About this task ->
Only one stretch of the records below should be repeated. It starts with the line containing "Target: grassy hill" and goes on through the line containing "Put a dot on the dappled", exactly as written.

** Opening Record excerpts block **

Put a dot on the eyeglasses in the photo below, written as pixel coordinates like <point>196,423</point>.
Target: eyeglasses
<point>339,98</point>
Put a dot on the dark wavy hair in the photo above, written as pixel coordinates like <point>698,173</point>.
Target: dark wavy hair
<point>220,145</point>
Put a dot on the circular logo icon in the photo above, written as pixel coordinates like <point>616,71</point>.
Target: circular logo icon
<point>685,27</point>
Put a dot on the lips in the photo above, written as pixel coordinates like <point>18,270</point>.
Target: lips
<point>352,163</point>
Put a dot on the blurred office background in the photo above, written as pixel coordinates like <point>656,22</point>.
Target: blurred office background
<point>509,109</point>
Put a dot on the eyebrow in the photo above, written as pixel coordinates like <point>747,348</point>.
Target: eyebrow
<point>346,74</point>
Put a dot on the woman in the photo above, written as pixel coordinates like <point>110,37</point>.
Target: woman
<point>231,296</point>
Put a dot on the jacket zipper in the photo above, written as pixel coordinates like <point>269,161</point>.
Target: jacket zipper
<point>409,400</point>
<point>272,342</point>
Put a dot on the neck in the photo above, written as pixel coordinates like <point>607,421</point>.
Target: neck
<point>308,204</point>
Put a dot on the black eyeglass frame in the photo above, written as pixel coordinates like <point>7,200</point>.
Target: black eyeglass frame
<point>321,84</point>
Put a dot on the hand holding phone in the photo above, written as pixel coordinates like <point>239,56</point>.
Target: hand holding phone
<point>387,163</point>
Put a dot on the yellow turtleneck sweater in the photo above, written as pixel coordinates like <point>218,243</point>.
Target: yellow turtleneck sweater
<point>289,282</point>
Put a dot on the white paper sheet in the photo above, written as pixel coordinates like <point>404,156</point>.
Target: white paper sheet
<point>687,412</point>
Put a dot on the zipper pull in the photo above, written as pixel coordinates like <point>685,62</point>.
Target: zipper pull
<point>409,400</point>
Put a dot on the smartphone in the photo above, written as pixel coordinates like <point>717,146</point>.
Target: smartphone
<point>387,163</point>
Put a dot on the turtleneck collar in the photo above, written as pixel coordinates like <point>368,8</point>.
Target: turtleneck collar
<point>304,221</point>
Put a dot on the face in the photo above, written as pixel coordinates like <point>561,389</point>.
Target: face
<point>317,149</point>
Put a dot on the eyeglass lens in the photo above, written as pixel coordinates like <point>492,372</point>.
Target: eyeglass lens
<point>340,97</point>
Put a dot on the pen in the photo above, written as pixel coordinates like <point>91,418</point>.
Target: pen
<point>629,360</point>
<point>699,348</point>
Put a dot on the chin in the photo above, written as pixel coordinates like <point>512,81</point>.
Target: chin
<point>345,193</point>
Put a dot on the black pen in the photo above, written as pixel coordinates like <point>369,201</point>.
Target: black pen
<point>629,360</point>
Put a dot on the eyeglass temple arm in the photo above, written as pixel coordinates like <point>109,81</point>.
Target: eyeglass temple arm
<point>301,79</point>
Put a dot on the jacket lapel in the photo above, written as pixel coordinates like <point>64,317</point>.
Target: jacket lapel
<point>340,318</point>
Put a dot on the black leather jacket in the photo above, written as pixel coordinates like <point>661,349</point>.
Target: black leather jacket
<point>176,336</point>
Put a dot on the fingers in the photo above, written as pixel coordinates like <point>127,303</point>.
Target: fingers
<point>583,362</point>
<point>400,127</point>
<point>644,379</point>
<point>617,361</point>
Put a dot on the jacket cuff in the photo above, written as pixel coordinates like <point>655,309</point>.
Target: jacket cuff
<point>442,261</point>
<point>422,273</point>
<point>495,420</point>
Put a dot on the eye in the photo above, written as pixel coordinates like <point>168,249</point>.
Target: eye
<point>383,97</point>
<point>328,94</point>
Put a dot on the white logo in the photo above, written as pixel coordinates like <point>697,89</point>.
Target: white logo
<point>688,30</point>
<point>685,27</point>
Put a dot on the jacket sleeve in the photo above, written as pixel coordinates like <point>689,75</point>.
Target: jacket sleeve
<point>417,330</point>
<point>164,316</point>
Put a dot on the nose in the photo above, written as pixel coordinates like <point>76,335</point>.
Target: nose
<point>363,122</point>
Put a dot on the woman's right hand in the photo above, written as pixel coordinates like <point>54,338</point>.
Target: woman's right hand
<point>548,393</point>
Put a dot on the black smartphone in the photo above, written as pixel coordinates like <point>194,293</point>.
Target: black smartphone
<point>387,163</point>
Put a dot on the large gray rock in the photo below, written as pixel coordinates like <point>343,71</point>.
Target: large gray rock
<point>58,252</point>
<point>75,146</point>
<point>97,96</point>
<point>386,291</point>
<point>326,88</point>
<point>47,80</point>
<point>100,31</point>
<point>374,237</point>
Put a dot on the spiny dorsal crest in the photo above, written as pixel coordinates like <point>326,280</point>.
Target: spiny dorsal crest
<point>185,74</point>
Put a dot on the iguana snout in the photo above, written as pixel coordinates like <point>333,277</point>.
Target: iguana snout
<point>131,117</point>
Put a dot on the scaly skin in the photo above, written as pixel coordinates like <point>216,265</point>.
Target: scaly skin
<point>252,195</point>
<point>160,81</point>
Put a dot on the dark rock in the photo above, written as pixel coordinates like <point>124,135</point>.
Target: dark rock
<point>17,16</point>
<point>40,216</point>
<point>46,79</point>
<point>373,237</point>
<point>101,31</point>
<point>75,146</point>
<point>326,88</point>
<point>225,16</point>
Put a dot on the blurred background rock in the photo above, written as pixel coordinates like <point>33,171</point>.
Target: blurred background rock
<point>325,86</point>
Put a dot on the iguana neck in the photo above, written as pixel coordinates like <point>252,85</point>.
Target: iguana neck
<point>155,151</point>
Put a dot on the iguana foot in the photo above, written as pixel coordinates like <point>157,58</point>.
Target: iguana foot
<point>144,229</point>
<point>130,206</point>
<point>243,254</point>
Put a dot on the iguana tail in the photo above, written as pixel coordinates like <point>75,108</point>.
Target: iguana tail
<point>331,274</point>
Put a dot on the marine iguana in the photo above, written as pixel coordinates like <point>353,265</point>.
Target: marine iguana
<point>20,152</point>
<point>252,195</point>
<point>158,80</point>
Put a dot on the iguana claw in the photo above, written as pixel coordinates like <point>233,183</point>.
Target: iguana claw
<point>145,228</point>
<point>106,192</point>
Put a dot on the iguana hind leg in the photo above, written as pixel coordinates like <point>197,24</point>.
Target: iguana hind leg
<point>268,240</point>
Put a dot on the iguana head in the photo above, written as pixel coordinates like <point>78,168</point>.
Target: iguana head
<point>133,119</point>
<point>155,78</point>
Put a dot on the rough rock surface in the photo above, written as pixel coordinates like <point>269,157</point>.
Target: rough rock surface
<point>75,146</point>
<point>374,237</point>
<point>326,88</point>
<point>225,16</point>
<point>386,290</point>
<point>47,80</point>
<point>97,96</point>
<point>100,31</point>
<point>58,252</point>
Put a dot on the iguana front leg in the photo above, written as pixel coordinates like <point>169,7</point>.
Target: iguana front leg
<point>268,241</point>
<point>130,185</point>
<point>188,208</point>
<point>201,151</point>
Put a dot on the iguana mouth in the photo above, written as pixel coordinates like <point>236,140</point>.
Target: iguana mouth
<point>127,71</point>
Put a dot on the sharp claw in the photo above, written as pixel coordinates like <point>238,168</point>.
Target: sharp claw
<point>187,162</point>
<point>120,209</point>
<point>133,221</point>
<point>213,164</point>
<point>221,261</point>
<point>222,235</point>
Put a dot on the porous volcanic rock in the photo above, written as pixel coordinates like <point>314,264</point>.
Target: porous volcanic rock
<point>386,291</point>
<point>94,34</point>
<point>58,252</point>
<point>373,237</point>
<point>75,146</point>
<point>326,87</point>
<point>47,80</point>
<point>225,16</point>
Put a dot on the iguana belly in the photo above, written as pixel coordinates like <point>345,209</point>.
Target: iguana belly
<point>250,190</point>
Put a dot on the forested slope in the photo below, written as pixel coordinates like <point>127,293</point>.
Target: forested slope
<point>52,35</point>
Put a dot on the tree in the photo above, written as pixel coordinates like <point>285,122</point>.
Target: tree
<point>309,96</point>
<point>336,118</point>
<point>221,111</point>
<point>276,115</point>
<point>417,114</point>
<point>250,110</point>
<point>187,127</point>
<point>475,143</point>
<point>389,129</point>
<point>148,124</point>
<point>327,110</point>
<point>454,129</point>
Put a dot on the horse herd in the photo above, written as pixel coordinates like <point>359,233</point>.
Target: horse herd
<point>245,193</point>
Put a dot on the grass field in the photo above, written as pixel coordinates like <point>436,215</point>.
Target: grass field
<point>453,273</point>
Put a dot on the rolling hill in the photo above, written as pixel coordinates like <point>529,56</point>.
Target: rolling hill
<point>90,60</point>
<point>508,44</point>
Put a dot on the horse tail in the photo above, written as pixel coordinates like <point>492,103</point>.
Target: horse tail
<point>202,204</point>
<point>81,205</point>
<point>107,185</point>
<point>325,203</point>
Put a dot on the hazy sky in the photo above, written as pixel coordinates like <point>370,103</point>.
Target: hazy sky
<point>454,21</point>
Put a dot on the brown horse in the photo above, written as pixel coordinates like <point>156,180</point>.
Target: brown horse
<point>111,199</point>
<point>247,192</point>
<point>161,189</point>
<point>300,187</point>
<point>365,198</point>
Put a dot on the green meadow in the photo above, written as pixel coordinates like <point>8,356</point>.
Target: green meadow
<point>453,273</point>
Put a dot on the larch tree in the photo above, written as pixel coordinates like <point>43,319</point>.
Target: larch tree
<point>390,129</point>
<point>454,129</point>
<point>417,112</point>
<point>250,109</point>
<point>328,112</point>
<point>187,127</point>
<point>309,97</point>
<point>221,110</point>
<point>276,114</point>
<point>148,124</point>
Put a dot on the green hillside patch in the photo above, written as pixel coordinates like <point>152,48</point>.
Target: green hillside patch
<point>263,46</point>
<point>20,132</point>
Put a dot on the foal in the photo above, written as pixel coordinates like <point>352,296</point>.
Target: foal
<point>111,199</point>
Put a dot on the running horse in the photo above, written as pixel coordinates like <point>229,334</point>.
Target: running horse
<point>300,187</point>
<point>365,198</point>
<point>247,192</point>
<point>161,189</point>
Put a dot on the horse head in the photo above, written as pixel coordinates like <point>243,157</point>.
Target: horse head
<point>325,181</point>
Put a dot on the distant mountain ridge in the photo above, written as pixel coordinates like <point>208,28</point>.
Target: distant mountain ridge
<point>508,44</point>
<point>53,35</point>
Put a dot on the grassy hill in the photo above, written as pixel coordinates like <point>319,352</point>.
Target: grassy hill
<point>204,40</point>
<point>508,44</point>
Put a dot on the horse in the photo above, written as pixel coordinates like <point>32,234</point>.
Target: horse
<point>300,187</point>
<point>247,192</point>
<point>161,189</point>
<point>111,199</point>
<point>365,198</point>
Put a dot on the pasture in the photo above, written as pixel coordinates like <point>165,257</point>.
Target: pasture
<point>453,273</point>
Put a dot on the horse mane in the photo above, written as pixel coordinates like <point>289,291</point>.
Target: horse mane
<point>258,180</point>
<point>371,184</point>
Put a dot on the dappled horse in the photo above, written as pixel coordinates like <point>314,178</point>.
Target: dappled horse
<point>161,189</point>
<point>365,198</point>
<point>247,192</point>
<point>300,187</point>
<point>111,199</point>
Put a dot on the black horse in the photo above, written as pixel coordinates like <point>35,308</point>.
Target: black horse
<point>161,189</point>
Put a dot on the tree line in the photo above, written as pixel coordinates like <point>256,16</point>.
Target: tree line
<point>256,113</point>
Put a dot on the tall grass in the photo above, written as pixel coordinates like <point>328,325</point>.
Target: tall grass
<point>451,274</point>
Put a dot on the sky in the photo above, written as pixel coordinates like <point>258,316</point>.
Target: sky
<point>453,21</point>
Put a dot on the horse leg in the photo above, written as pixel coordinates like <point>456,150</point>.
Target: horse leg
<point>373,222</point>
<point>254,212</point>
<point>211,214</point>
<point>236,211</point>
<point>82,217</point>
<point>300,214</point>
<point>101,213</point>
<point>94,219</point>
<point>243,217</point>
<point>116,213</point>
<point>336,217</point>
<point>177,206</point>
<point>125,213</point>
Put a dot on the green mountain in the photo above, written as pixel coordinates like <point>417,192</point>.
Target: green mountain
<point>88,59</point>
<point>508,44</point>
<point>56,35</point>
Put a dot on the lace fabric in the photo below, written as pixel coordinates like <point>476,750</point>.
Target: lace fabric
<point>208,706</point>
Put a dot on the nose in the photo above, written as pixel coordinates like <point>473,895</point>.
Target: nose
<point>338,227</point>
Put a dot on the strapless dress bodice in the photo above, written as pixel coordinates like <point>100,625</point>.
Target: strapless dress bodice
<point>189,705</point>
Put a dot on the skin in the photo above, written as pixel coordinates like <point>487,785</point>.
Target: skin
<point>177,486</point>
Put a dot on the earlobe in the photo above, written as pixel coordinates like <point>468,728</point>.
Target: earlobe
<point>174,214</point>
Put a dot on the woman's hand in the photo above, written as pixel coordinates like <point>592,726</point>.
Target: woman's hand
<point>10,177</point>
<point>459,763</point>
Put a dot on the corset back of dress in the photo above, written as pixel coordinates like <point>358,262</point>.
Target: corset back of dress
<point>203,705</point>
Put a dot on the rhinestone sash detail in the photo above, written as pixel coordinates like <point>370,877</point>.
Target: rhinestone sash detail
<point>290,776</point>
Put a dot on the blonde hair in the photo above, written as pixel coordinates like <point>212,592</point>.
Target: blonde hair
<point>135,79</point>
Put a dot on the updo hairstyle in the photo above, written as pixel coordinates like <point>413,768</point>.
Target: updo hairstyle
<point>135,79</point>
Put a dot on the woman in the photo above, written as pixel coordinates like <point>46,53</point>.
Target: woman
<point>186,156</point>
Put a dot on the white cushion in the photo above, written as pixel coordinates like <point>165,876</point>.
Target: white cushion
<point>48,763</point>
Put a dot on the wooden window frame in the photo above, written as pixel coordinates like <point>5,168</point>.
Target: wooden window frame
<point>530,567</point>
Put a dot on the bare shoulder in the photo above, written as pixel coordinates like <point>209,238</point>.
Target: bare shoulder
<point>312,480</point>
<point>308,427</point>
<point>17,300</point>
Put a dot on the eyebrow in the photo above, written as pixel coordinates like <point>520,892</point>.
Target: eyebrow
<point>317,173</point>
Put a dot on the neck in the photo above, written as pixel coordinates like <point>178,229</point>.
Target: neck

** Closing Record excerpts block **

Finished task ->
Target: grassy hill
<point>204,40</point>
<point>508,44</point>
Put a dot on the horse in the photo above, written as pixel coordinates like <point>32,234</point>.
Target: horse
<point>300,187</point>
<point>247,192</point>
<point>161,189</point>
<point>111,199</point>
<point>365,198</point>
Put a dot on the pasture in the photo above, written as pixel coordinates like <point>165,257</point>.
Target: pasture
<point>453,273</point>
Put a dot on the horse mane in the photo above, written as pixel coordinates like <point>289,291</point>.
Target: horse mane
<point>258,180</point>
<point>371,184</point>
Put a dot on the dappled horse in the photo above, written as pixel coordinates like <point>314,178</point>.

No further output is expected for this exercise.